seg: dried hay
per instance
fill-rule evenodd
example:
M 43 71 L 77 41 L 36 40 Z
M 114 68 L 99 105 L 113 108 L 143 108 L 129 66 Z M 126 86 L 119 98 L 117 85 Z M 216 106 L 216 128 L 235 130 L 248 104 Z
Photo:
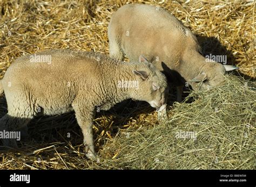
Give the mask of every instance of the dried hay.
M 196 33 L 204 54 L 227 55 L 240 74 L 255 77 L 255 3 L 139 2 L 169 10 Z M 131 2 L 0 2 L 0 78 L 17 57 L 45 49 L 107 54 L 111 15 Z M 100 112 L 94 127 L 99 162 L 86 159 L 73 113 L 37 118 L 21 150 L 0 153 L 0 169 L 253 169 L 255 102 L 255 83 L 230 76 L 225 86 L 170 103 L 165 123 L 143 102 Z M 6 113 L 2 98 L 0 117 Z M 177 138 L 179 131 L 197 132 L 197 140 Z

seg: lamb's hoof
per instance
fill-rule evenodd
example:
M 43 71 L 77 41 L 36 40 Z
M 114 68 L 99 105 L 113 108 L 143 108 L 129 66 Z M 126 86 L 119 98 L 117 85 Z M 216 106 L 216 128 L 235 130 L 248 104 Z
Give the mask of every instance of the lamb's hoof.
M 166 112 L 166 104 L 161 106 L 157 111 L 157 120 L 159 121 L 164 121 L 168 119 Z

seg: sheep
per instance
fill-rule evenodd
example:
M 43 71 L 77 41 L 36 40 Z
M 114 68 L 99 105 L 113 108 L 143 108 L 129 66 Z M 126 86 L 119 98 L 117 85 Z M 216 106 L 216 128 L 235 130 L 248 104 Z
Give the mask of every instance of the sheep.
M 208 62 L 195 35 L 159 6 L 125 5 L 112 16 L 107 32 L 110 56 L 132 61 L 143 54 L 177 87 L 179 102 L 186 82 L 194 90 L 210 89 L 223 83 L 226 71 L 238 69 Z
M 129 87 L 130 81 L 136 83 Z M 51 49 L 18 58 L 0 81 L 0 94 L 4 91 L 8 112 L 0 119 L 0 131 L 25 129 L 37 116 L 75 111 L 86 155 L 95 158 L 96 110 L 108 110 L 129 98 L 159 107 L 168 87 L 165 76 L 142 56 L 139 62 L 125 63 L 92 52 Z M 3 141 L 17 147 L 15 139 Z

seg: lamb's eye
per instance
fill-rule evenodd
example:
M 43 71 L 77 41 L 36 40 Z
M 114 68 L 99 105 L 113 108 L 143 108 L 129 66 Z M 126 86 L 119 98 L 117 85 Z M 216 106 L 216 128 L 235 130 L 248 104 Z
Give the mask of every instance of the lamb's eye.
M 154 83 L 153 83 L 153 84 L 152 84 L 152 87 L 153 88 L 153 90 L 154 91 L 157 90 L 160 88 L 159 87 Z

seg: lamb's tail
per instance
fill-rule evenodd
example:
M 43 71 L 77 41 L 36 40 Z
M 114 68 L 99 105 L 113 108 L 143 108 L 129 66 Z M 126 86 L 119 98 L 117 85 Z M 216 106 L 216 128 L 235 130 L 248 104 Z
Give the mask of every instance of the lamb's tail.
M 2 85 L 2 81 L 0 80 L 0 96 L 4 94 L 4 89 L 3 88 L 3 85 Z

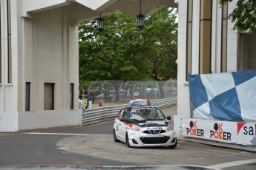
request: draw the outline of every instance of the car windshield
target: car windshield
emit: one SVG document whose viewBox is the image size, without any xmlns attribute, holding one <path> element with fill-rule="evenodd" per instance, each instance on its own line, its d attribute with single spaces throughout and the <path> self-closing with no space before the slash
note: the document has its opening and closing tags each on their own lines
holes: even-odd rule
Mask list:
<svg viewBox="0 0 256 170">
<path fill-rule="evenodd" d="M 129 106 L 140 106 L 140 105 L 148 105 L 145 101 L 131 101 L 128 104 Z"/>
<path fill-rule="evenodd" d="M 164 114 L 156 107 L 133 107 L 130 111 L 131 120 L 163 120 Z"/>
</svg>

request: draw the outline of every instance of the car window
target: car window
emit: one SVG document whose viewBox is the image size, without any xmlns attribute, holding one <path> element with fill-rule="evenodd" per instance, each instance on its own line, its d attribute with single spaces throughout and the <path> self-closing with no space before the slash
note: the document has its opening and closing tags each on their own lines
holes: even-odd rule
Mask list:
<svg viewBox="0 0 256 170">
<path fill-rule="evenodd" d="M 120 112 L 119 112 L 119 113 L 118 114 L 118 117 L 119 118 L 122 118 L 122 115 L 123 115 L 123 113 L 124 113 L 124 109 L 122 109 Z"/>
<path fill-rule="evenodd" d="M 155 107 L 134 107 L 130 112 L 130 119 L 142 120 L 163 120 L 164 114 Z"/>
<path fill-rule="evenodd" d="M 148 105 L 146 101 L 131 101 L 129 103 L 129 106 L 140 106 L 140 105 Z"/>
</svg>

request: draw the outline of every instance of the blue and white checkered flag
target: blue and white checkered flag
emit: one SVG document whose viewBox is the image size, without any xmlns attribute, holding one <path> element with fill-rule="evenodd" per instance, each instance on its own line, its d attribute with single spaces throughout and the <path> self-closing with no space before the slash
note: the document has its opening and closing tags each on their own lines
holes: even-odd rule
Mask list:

......

Reproduce every one of the lines above word for word, leaving out the pictures.

Output >>
seg: dried hay
per instance
fill-rule evenodd
example:
M 43 71 L 77 41 L 36 40 Z
M 114 68 L 99 105 L 113 108 L 143 108 L 129 66 Z M 126 86 L 119 98 L 117 85 Z M 216 106 L 216 128 L 235 130 L 248 104 Z
Photo:
Give the mask of every instance of the dried hay.
M 196 33 L 204 54 L 227 55 L 240 74 L 255 77 L 255 3 L 139 2 L 169 10 Z M 131 2 L 0 2 L 0 78 L 17 57 L 45 49 L 107 54 L 111 15 Z M 100 112 L 94 127 L 99 162 L 86 159 L 73 113 L 37 118 L 21 150 L 0 153 L 0 169 L 253 169 L 255 102 L 255 83 L 230 76 L 225 86 L 170 103 L 165 123 L 143 102 Z M 6 113 L 2 98 L 0 117 Z M 177 138 L 179 131 L 197 132 L 197 140 Z

seg: lamb's hoof
per instance
fill-rule evenodd
example:
M 43 71 L 77 41 L 36 40 Z
M 114 68 L 99 105 L 113 108 L 143 108 L 129 66 Z M 126 86 L 119 98 L 117 85 Z M 216 106 L 216 128 L 235 130 L 248 104 Z
Give the mask of every instance of the lamb's hoof.
M 166 112 L 166 104 L 161 106 L 157 111 L 157 120 L 159 121 L 164 121 L 168 119 Z

seg: sheep
per instance
fill-rule evenodd
example:
M 43 71 L 77 41 L 36 40 Z
M 114 68 L 99 105 L 113 108 L 143 108 L 129 66 Z M 126 86 L 119 98 L 117 85 Z M 216 106 L 216 128 L 235 130 L 248 104 Z
Give the mask of every instance of the sheep.
M 208 62 L 195 35 L 159 6 L 125 5 L 112 16 L 107 32 L 110 56 L 132 61 L 143 54 L 177 87 L 179 102 L 186 82 L 194 90 L 210 89 L 223 83 L 226 71 L 238 69 Z
M 129 87 L 130 81 L 136 83 Z M 51 49 L 18 58 L 0 81 L 0 94 L 4 91 L 8 112 L 0 119 L 0 131 L 25 129 L 37 116 L 75 111 L 86 155 L 95 158 L 96 110 L 108 110 L 129 98 L 159 107 L 168 87 L 165 76 L 142 56 L 139 62 L 125 63 L 92 52 Z M 3 141 L 17 147 L 15 139 Z

seg: lamb's eye
per instance
fill-rule evenodd
example:
M 43 71 L 77 41 L 36 40 Z
M 114 68 L 99 105 L 113 108 L 143 108 L 129 66 Z M 126 86 L 119 98 L 117 85 Z M 216 106 L 216 128 L 235 130 L 248 104 Z
Give the mask of every instance of the lamb's eye.
M 154 83 L 153 83 L 153 84 L 152 84 L 152 87 L 153 88 L 153 90 L 154 91 L 157 90 L 160 88 L 159 87 Z

seg: lamb's tail
per instance
fill-rule evenodd
example:
M 43 71 L 77 41 L 36 40 Z
M 114 68 L 99 105 L 113 108 L 143 108 L 129 66 Z M 126 86 L 119 98 L 117 85 Z M 216 106 L 216 128 L 235 130 L 248 104 Z
Give the mask of every instance of the lamb's tail.
M 2 85 L 2 81 L 0 80 L 0 96 L 4 94 L 4 89 L 3 88 L 3 85 Z

request: draw the outline of every instance of the car windshield
target: car windshield
emit: one SVG document whose viewBox is the image size, without any xmlns attribute, holding one <path> element with fill-rule="evenodd" per instance, each instance on its own line, its d attribute with single spaces throughout and the <path> self-closing with no space before the slash
note: the document has its opening and closing tags each on their own lines
holes: even-odd rule
Mask list:
<svg viewBox="0 0 256 170">
<path fill-rule="evenodd" d="M 129 106 L 140 106 L 140 105 L 148 105 L 145 101 L 131 101 L 128 104 Z"/>
<path fill-rule="evenodd" d="M 164 114 L 156 107 L 133 107 L 130 111 L 131 120 L 163 120 Z"/>
</svg>

request: draw the outline of every instance of the car window
target: car window
emit: one SVG document whose viewBox is the image size, without any xmlns attribute, holding one <path> element with fill-rule="evenodd" per instance, each instance on its own line, its d attribute with single spaces throughout and the <path> self-closing with no space before the slash
note: the document has its opening and closing tags each on their own lines
holes: even-odd rule
Mask list:
<svg viewBox="0 0 256 170">
<path fill-rule="evenodd" d="M 120 112 L 119 112 L 119 113 L 118 114 L 118 117 L 119 118 L 122 118 L 122 115 L 123 115 L 123 113 L 124 113 L 124 109 L 122 109 Z"/>
<path fill-rule="evenodd" d="M 155 107 L 134 107 L 130 112 L 130 119 L 142 120 L 163 120 L 164 114 Z"/>
<path fill-rule="evenodd" d="M 148 105 L 146 101 L 131 101 L 129 103 L 129 106 L 140 106 L 140 105 Z"/>
</svg>

request: draw the outline of every instance of the blue and white checkered flag
target: blue and white checkered flag
emit: one SVG document whose viewBox is the image size, without any xmlns attribute, holding one <path> element with fill-rule="evenodd" per instance, each instance on its own line, its d attribute with single spaces throughout and the <path> self-closing with no space before the slash
note: the document has its opening and closing tags each on their own lines
holes: even-odd rule
Mask list:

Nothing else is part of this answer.